***** QUOTED TEXT

Overnight charging does not require a supercharger. That's for quick stops on long journeys. All people need on a daily basis in their apartment buildings are ~4kW outlets which in the 220V world is basically any outlet.

And mind you those cars charge at night, when people are not using as much electricity.

Tesla Model 3 has a range of 250 miles at 54kWh. Say you need a range of 50 miles every day. 50mi/250mi range * 54kWh = 10.8kWh per day. This can easily be charged overnight at ~3.5kW (220V * 16A) - will take a little over 3 hours.

I understand that my estimates are a bit off, but you're welcome to provide a back-of-the-napkin power-capacity result yourself if you think you have a better methodology.

5000-homes x 7kW charger == 35MW of capacity that needs to be added to my neighborhood. Still a lot of electricity, no matter how you cut it (upgrading from 20MW current capacity -> 55MW).


As I said, I don't have hard numbers. But we need a starting point that we agree upon for planning purposes. If you have better numbers, please share.

**********
***** LISTED ENTRIES

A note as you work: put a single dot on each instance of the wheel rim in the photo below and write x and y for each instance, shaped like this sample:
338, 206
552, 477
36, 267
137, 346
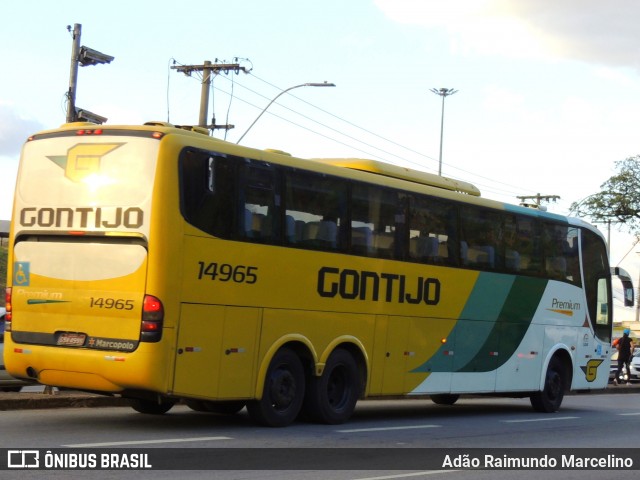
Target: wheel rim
555, 386
337, 387
283, 389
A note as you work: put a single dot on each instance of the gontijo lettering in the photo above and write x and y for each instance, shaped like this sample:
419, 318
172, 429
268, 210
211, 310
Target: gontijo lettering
364, 285
82, 217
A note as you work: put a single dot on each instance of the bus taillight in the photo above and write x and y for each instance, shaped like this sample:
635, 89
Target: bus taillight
7, 316
152, 318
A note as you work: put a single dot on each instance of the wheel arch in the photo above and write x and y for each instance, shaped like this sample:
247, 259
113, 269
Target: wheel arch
563, 355
355, 347
300, 344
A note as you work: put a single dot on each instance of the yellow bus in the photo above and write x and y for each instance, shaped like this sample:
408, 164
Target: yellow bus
160, 264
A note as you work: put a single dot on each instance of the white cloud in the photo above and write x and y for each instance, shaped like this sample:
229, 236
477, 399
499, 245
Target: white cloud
14, 130
586, 30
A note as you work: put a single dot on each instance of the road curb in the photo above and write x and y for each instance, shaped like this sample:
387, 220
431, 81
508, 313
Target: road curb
74, 399
36, 400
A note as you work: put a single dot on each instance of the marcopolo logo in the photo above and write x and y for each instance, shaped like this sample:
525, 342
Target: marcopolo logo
83, 159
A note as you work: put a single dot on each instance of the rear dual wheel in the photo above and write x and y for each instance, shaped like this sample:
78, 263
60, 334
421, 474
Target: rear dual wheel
283, 391
555, 383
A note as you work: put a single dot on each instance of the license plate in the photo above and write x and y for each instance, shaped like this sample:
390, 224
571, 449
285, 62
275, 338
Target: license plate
69, 339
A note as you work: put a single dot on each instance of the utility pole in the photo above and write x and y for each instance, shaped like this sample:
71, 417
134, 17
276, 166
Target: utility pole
444, 93
207, 69
537, 200
83, 56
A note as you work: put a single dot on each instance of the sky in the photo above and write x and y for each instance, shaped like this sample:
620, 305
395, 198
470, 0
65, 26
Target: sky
546, 103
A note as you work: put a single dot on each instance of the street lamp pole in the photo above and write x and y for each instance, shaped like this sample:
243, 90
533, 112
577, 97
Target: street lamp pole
323, 84
443, 92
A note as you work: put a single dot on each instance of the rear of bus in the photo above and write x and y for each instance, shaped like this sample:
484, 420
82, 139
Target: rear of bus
82, 311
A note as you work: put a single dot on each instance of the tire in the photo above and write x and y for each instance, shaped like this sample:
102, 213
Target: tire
555, 383
283, 392
445, 398
10, 389
152, 407
332, 397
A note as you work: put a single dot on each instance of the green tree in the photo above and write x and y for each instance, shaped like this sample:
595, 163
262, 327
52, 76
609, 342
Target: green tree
619, 198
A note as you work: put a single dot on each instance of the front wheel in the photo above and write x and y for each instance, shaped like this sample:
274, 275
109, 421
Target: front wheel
283, 391
445, 398
550, 398
331, 398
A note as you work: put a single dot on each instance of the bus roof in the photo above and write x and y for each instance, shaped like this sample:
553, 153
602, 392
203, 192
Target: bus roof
402, 173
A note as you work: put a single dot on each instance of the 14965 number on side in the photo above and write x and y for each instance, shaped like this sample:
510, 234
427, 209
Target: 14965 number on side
224, 272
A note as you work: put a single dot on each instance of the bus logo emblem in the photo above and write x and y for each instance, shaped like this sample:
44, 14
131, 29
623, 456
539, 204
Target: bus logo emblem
21, 276
83, 159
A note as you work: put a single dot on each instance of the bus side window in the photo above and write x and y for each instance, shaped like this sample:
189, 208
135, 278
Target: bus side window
481, 242
315, 207
432, 231
207, 191
376, 216
259, 205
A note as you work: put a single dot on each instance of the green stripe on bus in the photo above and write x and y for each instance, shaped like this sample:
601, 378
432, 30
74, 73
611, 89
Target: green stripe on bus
491, 326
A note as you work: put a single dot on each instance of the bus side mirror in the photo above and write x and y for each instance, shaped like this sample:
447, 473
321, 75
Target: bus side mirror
627, 285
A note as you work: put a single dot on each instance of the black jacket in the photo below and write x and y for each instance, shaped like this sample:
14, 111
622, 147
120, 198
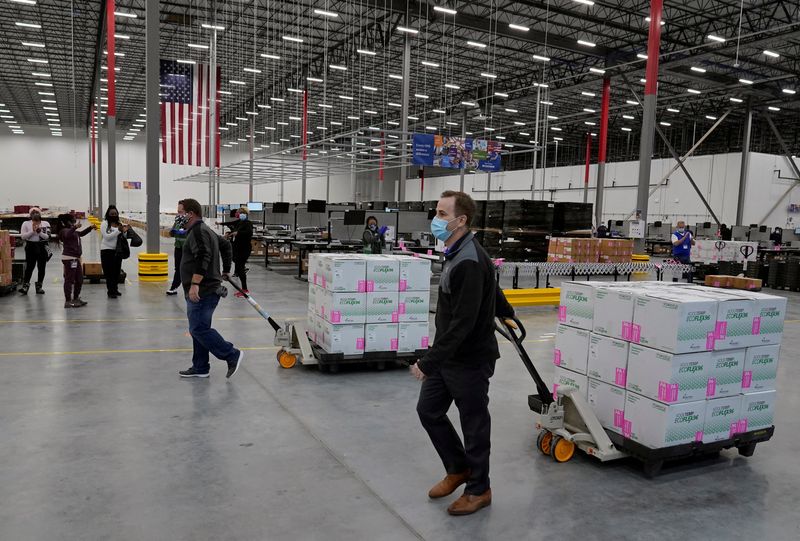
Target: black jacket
469, 300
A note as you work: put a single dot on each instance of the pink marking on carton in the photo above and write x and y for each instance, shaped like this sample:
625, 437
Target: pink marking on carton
621, 377
711, 387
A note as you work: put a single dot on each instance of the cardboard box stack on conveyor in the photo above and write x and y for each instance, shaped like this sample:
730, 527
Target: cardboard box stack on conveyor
666, 364
367, 303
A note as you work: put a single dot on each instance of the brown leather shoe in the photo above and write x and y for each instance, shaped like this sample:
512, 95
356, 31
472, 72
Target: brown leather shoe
468, 503
448, 485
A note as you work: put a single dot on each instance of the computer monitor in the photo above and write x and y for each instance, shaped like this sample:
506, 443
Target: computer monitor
355, 217
280, 208
316, 205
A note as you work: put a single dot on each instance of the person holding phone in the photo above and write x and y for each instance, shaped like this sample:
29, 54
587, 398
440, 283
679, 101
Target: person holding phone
36, 234
110, 229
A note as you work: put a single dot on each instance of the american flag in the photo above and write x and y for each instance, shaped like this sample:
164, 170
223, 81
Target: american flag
185, 113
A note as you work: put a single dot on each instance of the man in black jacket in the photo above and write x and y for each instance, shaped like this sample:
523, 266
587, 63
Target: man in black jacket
459, 364
202, 283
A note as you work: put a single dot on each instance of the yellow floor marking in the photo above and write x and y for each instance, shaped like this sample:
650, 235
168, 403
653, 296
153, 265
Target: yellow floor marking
112, 351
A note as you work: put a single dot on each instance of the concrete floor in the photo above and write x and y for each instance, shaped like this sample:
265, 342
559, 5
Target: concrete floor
100, 439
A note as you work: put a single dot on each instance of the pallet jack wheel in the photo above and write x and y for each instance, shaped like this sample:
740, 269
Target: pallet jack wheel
544, 442
562, 450
286, 359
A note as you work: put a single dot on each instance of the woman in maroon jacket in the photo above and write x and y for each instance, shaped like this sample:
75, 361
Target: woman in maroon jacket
70, 239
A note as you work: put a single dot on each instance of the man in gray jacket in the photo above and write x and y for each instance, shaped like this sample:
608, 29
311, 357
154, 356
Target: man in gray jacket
202, 283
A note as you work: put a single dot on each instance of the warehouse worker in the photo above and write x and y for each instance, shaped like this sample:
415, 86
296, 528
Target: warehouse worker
202, 284
682, 242
459, 364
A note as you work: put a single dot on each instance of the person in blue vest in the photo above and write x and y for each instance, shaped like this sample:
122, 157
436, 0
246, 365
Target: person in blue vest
682, 242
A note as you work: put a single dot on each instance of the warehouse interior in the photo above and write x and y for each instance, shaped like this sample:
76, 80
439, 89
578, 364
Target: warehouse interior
585, 131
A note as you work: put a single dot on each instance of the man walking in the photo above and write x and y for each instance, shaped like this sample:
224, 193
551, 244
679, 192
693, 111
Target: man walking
202, 284
459, 364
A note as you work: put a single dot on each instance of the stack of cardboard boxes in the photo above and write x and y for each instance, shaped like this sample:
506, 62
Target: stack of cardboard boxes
366, 303
5, 258
667, 364
577, 250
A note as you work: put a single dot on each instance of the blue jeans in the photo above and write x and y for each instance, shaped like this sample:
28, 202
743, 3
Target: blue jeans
204, 338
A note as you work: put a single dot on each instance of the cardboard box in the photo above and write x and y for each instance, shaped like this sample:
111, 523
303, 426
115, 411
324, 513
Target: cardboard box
345, 339
342, 308
577, 305
613, 312
574, 380
572, 348
674, 320
382, 273
415, 274
412, 336
668, 377
381, 337
608, 403
608, 360
760, 368
725, 378
413, 306
656, 424
381, 307
722, 418
758, 411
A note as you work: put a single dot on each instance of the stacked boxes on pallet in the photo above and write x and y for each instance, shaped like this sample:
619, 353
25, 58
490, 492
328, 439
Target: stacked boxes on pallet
670, 364
367, 303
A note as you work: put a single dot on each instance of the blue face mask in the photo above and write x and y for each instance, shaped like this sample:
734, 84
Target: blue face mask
439, 229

**********

WHAT THE EXERCISE ASKS
Translate this sentence from the EV charging text above into Spanish: "And mind you those cars charge at night, when people are not using as much electricity."

CORRECT RESULT
Y tenga en cuenta que esos autos se cargan de noche, cuando la gente no está usando tanta electricidad.